▸ **What this exercise asks**
• 1. Using the handshake profile passage, decide whether each statement agrees with it: (a) the key stored in the profile is derived from the user's password; (b) the profile id serves as the salt during authentication; (c) changing the password also changes the underlying profile key. For each, answer yes or no and quote the deciding words.
• 2. According to the handshake profile passage, which KDF turns the user-supplied password into a 256-bit key?
• 3. Write a continuation of the handshake profile passage, starting right after its last sentence.

== Page extract ==

Upon initially setting up a handshake client, the user will be asked to set up a password. Unlike centralized services, this password is used to create an encrypted profile. This profile stores data about the user and is the key to session authentication for the client.
When a new profile is configured, it uses the user supplied password to generate a 256-bit key using the KDF argon2. The profile includes:
{
"id": "a7f7a7da",
"key": "8MOOwWunzqyMqsR/6ciVnqX04ZMA766o4dEeE0D9VKk=",
"settings": {
"sessionTTL": 300
}
}
id
is randomly generated at profile creation.
key
is randomly generated at profile creation.
settings
are generated with global defaults.
For a user to authenticate into a session, the user must enter her password. Handshake then loops through all profiles found in storage and attempts to generate a KDF using the password plus the profile id as the salt. The 256-bit key is then used to attempt to decrypt the secretbox stored profile data. If the profile decryption is successful, a session is started.
The key stored inside of the profile is the decryption key used for all encryption of session data. This allows the user to change their password, which re-encrypts their profile with the new KDF while allowing the underlying profile key to remain the same.

===
== Information shown ==

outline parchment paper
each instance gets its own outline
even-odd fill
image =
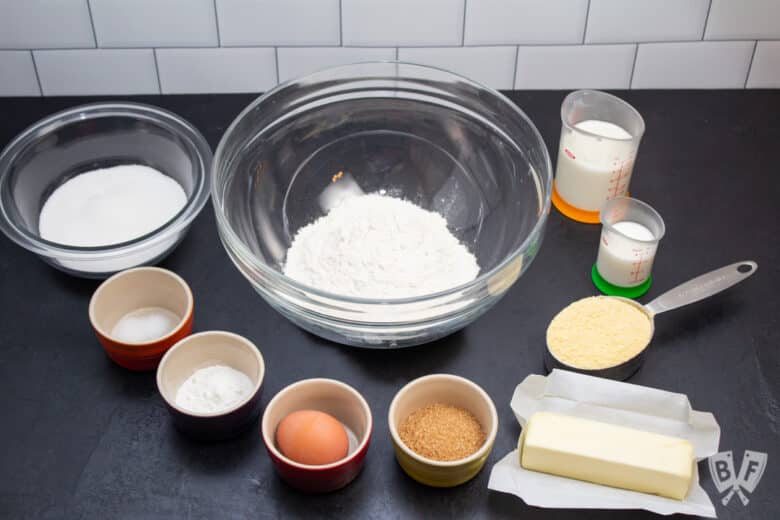
[[[684,394],[553,370],[547,377],[525,378],[515,388],[510,405],[522,427],[534,412],[560,412],[688,439],[697,461],[718,452],[720,427],[715,417],[692,410]],[[717,516],[710,497],[699,485],[698,471],[688,496],[678,501],[529,471],[520,466],[514,450],[493,466],[488,488],[511,493],[538,507]]]

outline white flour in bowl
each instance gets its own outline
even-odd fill
[[[302,227],[284,274],[343,296],[409,298],[469,282],[479,265],[438,213],[369,194],[347,198]]]

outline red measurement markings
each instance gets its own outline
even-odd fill
[[[615,162],[617,163],[617,159]],[[612,170],[611,177],[609,179],[609,198],[615,198],[618,195],[625,193],[626,187],[628,185],[628,172],[624,171],[625,164],[625,161],[623,161],[620,163],[620,167],[617,170]]]
[[[631,272],[629,275],[631,276],[632,282],[638,282],[642,272],[642,264],[645,263],[645,249],[632,249],[632,251],[634,252],[634,257],[637,259],[631,263]]]

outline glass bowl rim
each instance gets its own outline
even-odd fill
[[[506,257],[504,257],[504,259],[501,262],[499,262],[496,266],[494,266],[492,269],[480,273],[476,278],[474,278],[471,281],[435,293],[423,294],[420,296],[403,297],[403,298],[367,298],[367,297],[346,296],[343,294],[324,291],[322,289],[312,287],[311,285],[307,285],[293,278],[290,278],[284,273],[270,267],[265,262],[259,261],[255,256],[255,254],[249,250],[246,244],[244,244],[244,241],[238,237],[236,232],[233,231],[233,228],[227,222],[227,218],[225,217],[223,211],[223,201],[219,196],[220,190],[218,189],[219,187],[217,186],[218,176],[217,176],[216,168],[217,168],[217,164],[219,164],[222,156],[225,153],[225,147],[228,138],[232,137],[233,133],[236,131],[236,128],[238,127],[238,124],[244,119],[244,117],[247,114],[249,114],[251,111],[256,109],[258,106],[260,106],[262,103],[266,102],[268,99],[272,98],[280,91],[290,87],[295,83],[313,83],[316,80],[318,80],[321,76],[328,76],[333,74],[334,72],[346,73],[349,70],[357,70],[360,67],[375,66],[375,65],[403,65],[405,67],[411,67],[412,70],[417,69],[423,71],[425,70],[436,71],[437,73],[444,73],[445,75],[448,75],[453,80],[466,83],[467,85],[479,91],[486,92],[491,96],[493,96],[494,98],[497,98],[500,101],[502,101],[506,105],[506,107],[513,112],[515,116],[519,116],[528,125],[528,127],[532,131],[532,134],[536,137],[539,144],[541,145],[544,166],[546,166],[546,175],[545,172],[540,172],[540,177],[542,177],[540,179],[542,181],[540,184],[543,184],[541,188],[544,190],[543,193],[544,201],[539,211],[539,219],[536,221],[533,228],[528,233],[528,236],[525,237],[525,239],[520,243],[519,246],[517,246],[517,248],[515,248],[514,251],[506,255]],[[424,79],[424,78],[404,78],[403,76],[399,76],[398,78],[401,80],[405,79],[410,82],[419,82],[420,79]],[[356,75],[352,79],[361,79],[361,78],[359,75]],[[386,79],[386,78],[381,77],[381,79]],[[487,283],[490,280],[490,278],[492,278],[497,273],[505,269],[512,262],[514,262],[515,259],[519,255],[521,255],[524,251],[527,251],[529,249],[531,239],[534,238],[536,235],[538,235],[540,230],[544,228],[544,225],[547,221],[547,216],[550,213],[550,204],[551,204],[551,197],[552,197],[552,181],[553,181],[552,162],[550,160],[550,154],[547,150],[547,145],[545,144],[544,139],[542,138],[542,135],[539,132],[539,129],[536,128],[536,125],[534,125],[533,121],[531,121],[531,119],[525,114],[525,112],[523,112],[520,109],[520,107],[518,107],[515,103],[513,103],[509,98],[501,94],[496,89],[483,85],[477,81],[471,80],[469,78],[466,78],[465,76],[449,71],[447,69],[440,68],[440,67],[432,67],[429,65],[420,65],[417,63],[411,63],[405,61],[398,61],[398,60],[360,61],[360,62],[345,64],[345,65],[337,65],[334,67],[319,69],[305,76],[292,78],[282,83],[279,83],[276,87],[272,88],[268,92],[257,97],[254,101],[252,101],[249,105],[247,105],[246,108],[244,108],[236,116],[236,118],[233,120],[230,126],[228,126],[227,130],[225,130],[225,133],[222,134],[222,138],[219,140],[217,149],[214,152],[214,160],[211,164],[211,169],[212,169],[212,175],[211,175],[212,206],[214,207],[214,213],[216,214],[217,228],[220,234],[224,233],[226,235],[226,239],[223,239],[223,244],[226,248],[232,249],[234,251],[234,254],[236,253],[239,254],[242,260],[244,260],[245,262],[249,262],[251,264],[251,267],[257,269],[263,275],[270,277],[273,281],[278,282],[283,286],[289,286],[294,290],[298,290],[304,293],[310,293],[314,296],[317,296],[318,298],[323,298],[326,300],[334,300],[334,301],[350,303],[350,304],[357,304],[357,305],[401,305],[401,304],[410,304],[410,303],[419,304],[421,302],[435,302],[435,300],[438,300],[440,298],[452,296],[457,293],[471,289],[473,287],[480,286],[482,283]],[[242,272],[242,274],[244,273]],[[245,274],[244,276],[246,277]]]
[[[11,163],[18,153],[36,139],[51,132],[60,130],[74,122],[103,117],[126,117],[152,121],[165,125],[188,142],[196,152],[199,163],[196,165],[197,175],[194,178],[195,187],[187,197],[184,207],[161,226],[140,237],[117,242],[105,246],[70,246],[41,238],[20,228],[8,214],[0,199],[0,230],[8,238],[25,249],[38,255],[62,260],[105,260],[125,254],[140,251],[147,246],[156,245],[170,239],[186,228],[200,213],[210,196],[211,161],[213,154],[205,137],[183,117],[160,107],[137,102],[96,102],[60,110],[44,117],[22,130],[0,152],[0,186],[8,180]]]

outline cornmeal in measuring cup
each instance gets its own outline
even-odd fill
[[[547,347],[558,361],[597,370],[628,361],[650,342],[648,316],[616,298],[591,296],[559,312],[547,328]]]

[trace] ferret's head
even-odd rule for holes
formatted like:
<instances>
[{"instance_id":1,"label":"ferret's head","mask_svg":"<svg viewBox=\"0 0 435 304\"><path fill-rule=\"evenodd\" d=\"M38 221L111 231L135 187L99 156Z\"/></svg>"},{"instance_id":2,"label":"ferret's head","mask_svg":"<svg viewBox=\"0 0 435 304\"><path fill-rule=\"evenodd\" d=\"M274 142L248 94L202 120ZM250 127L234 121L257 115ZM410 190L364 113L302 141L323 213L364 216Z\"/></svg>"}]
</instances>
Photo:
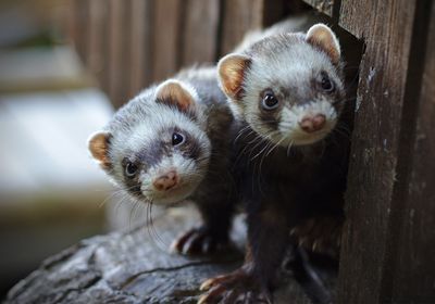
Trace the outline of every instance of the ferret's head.
<instances>
[{"instance_id":1,"label":"ferret's head","mask_svg":"<svg viewBox=\"0 0 435 304\"><path fill-rule=\"evenodd\" d=\"M89 151L133 197L158 204L188 198L202 181L211 144L196 90L166 80L121 109Z\"/></svg>"},{"instance_id":2,"label":"ferret's head","mask_svg":"<svg viewBox=\"0 0 435 304\"><path fill-rule=\"evenodd\" d=\"M330 27L271 36L219 62L233 112L261 137L304 145L326 137L345 101L340 48Z\"/></svg>"}]
</instances>

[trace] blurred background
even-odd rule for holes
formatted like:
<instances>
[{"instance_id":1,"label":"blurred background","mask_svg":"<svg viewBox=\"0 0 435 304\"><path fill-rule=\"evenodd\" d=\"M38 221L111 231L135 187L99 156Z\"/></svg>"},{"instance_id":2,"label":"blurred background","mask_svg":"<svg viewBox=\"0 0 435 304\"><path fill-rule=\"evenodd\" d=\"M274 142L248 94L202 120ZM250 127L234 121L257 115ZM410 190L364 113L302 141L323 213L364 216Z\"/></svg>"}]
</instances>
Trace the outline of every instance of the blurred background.
<instances>
[{"instance_id":1,"label":"blurred background","mask_svg":"<svg viewBox=\"0 0 435 304\"><path fill-rule=\"evenodd\" d=\"M47 256L140 217L88 136L147 85L306 9L271 2L0 0L0 299Z\"/></svg>"}]
</instances>

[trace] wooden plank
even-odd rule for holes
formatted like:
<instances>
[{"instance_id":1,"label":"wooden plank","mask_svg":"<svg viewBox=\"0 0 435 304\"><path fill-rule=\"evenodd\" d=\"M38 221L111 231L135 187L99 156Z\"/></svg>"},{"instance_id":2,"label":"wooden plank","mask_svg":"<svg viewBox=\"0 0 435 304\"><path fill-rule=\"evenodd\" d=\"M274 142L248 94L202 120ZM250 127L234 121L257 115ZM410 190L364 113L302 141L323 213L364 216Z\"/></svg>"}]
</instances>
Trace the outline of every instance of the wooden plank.
<instances>
[{"instance_id":1,"label":"wooden plank","mask_svg":"<svg viewBox=\"0 0 435 304\"><path fill-rule=\"evenodd\" d=\"M129 39L129 98L151 81L151 26L150 0L132 0Z\"/></svg>"},{"instance_id":2,"label":"wooden plank","mask_svg":"<svg viewBox=\"0 0 435 304\"><path fill-rule=\"evenodd\" d=\"M86 58L87 50L87 20L88 20L88 8L86 0L69 0L69 22L67 31L71 37L74 47L84 60Z\"/></svg>"},{"instance_id":3,"label":"wooden plank","mask_svg":"<svg viewBox=\"0 0 435 304\"><path fill-rule=\"evenodd\" d=\"M160 81L179 67L181 30L183 28L181 0L154 1L152 80Z\"/></svg>"},{"instance_id":4,"label":"wooden plank","mask_svg":"<svg viewBox=\"0 0 435 304\"><path fill-rule=\"evenodd\" d=\"M322 12L328 16L333 16L334 4L337 4L338 1L335 0L303 0L303 2L310 4L319 12Z\"/></svg>"},{"instance_id":5,"label":"wooden plank","mask_svg":"<svg viewBox=\"0 0 435 304\"><path fill-rule=\"evenodd\" d=\"M393 223L401 204L395 201L394 191L402 178L398 165L402 144L407 143L401 140L402 131L410 127L403 104L412 68L417 3L341 1L340 25L364 37L366 49L361 62L346 195L348 220L343 236L339 303L391 303L390 281L396 267L391 255L398 248L394 249L389 240L398 237Z\"/></svg>"},{"instance_id":6,"label":"wooden plank","mask_svg":"<svg viewBox=\"0 0 435 304\"><path fill-rule=\"evenodd\" d=\"M83 240L47 258L11 289L3 303L197 303L201 282L240 266L244 227L238 217L233 240L240 251L214 256L171 254L171 241L190 228L194 218L198 218L195 210L177 208L156 216L151 227L141 224ZM287 275L274 303L311 301Z\"/></svg>"},{"instance_id":7,"label":"wooden plank","mask_svg":"<svg viewBox=\"0 0 435 304\"><path fill-rule=\"evenodd\" d=\"M86 65L97 76L101 87L108 89L107 65L104 54L108 22L107 0L92 0L88 3L88 37ZM82 34L83 35L83 34Z\"/></svg>"},{"instance_id":8,"label":"wooden plank","mask_svg":"<svg viewBox=\"0 0 435 304\"><path fill-rule=\"evenodd\" d=\"M109 97L115 106L126 102L127 75L125 68L128 35L125 33L126 1L109 2Z\"/></svg>"},{"instance_id":9,"label":"wooden plank","mask_svg":"<svg viewBox=\"0 0 435 304\"><path fill-rule=\"evenodd\" d=\"M435 5L418 10L383 286L395 303L435 303Z\"/></svg>"},{"instance_id":10,"label":"wooden plank","mask_svg":"<svg viewBox=\"0 0 435 304\"><path fill-rule=\"evenodd\" d=\"M231 52L249 29L263 25L265 0L223 0L220 55Z\"/></svg>"},{"instance_id":11,"label":"wooden plank","mask_svg":"<svg viewBox=\"0 0 435 304\"><path fill-rule=\"evenodd\" d=\"M214 62L217 51L219 0L187 0L182 65Z\"/></svg>"}]
</instances>

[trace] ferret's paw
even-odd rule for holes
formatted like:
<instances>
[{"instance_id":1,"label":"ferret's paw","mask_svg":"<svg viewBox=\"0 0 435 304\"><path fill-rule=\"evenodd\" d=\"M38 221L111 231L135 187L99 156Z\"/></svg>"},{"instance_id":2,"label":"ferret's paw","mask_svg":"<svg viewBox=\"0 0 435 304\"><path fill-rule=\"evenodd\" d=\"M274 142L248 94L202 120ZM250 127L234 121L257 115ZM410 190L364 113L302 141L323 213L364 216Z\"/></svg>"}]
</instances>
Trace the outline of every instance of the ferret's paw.
<instances>
[{"instance_id":1,"label":"ferret's paw","mask_svg":"<svg viewBox=\"0 0 435 304\"><path fill-rule=\"evenodd\" d=\"M343 221L334 217L310 218L293 228L290 237L308 251L337 256L340 248Z\"/></svg>"},{"instance_id":2,"label":"ferret's paw","mask_svg":"<svg viewBox=\"0 0 435 304\"><path fill-rule=\"evenodd\" d=\"M192 228L178 237L171 245L171 251L186 254L210 254L228 246L228 239L216 237L204 227Z\"/></svg>"},{"instance_id":3,"label":"ferret's paw","mask_svg":"<svg viewBox=\"0 0 435 304\"><path fill-rule=\"evenodd\" d=\"M244 268L232 274L204 281L200 290L206 291L198 304L257 304L272 303L271 295L260 291L256 278Z\"/></svg>"}]
</instances>

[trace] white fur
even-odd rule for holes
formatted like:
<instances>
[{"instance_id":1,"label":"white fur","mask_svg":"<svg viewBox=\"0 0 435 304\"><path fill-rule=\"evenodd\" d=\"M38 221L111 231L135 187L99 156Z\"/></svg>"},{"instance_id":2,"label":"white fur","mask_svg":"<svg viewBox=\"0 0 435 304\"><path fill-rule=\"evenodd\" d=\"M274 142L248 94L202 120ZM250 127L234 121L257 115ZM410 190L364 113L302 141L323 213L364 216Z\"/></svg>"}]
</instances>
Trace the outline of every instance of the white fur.
<instances>
[{"instance_id":1,"label":"white fur","mask_svg":"<svg viewBox=\"0 0 435 304\"><path fill-rule=\"evenodd\" d=\"M271 41L270 43L273 43ZM259 135L275 143L282 145L313 143L324 138L336 124L337 113L330 101L319 98L309 103L302 103L303 105L291 106L290 104L297 104L297 102L278 97L283 106L278 132L273 132L259 115L260 92L265 88L271 88L276 93L279 87L285 87L287 84L291 87L311 87L311 79L321 71L330 75L337 90L343 90L343 81L330 58L309 43L296 42L288 48L281 46L276 52L271 52L266 56L253 56L245 74L245 97L241 102L232 101L232 110L238 117L244 117ZM325 127L318 132L303 132L298 123L307 114L325 115Z\"/></svg>"},{"instance_id":2,"label":"white fur","mask_svg":"<svg viewBox=\"0 0 435 304\"><path fill-rule=\"evenodd\" d=\"M306 115L323 114L326 117L325 126L315 132L307 134L303 131L299 123ZM288 144L303 145L314 143L326 135L335 127L337 123L337 112L326 100L313 101L303 105L295 105L291 107L284 107L281 112L281 122L278 125L279 136L273 139L279 142L281 145L287 147Z\"/></svg>"},{"instance_id":3,"label":"white fur","mask_svg":"<svg viewBox=\"0 0 435 304\"><path fill-rule=\"evenodd\" d=\"M160 90L163 87L165 87L167 85L171 85L171 84L179 85L185 91L187 91L191 96L191 98L194 99L195 102L198 101L198 99L199 99L198 98L198 92L192 86L190 86L189 84L186 84L184 81L181 81L181 80L177 80L177 79L173 79L173 78L167 79L167 80L163 81L162 84L160 84L156 89L156 96L158 96L160 93Z\"/></svg>"},{"instance_id":4,"label":"white fur","mask_svg":"<svg viewBox=\"0 0 435 304\"><path fill-rule=\"evenodd\" d=\"M153 180L170 170L175 170L179 177L179 185L169 191L159 191L153 187ZM202 181L207 166L198 167L194 160L175 153L172 157L164 157L158 165L140 176L142 194L157 204L172 204L187 199Z\"/></svg>"},{"instance_id":5,"label":"white fur","mask_svg":"<svg viewBox=\"0 0 435 304\"><path fill-rule=\"evenodd\" d=\"M122 166L122 159L128 155L130 151L140 151L145 144L152 144L159 135L159 130L171 129L176 126L202 143L201 150L203 153L201 159L203 160L201 162L194 162L192 160L183 157L174 149L172 157L163 157L158 165L147 168L147 172L142 172L140 175L141 190L147 199L152 200L154 203L175 203L190 195L207 172L211 143L204 132L206 122L199 121L194 123L179 111L174 111L167 105L159 103L150 103L147 106L147 112L148 115L140 123L135 124L129 130L119 131L111 141L110 152L113 160L113 172L111 175L115 183L123 186L124 168ZM152 187L152 180L171 168L176 169L178 176L182 178L182 183L165 194L158 193Z\"/></svg>"},{"instance_id":6,"label":"white fur","mask_svg":"<svg viewBox=\"0 0 435 304\"><path fill-rule=\"evenodd\" d=\"M337 50L338 54L340 55L341 49L340 49L337 37L335 36L334 31L332 31L331 28L327 25L324 25L323 23L318 23L318 24L314 24L313 26L311 26L310 29L308 29L308 31L307 31L307 39L309 39L318 30L322 30L322 31L325 31L328 34L335 49Z\"/></svg>"}]
</instances>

===

▸ **Answers for this exercise**
• 1.
(a) No: "key
is randomly generated at profile creation."
(b) Yes: "attempts to generate a KDF using the password plus the profile id as the salt"
(c) No: "while allowing the underlying profile key to remain the same"

• 2. argon2

• 3.
A session is a stateful wrapper around a decrypted profile and is used as a container for any privileged actions.
The user will not interact with the profile encryption key directly; instead, the user will generate a passcode that will generate an argon2 key that will be used for a secretbox (salsa20 + poly1305) storage of the key.
This way, the user can change the passcode for either the primary or secondary key, and the only thing that needs to be re-encrypted is the key locker, not all the encrypted data.
This doesn't mean that the primary key can't be changed, but it does mean that such a change would potentially require a more substantial action since all data related to a profile would have to be decrypted and then re-encrypted with the new key.
Handshake client storage is structured to work well in a simple key/value datastore. Since keys are saved in clear text, it is important that the structure does not give away information about the underlying data saved in the values.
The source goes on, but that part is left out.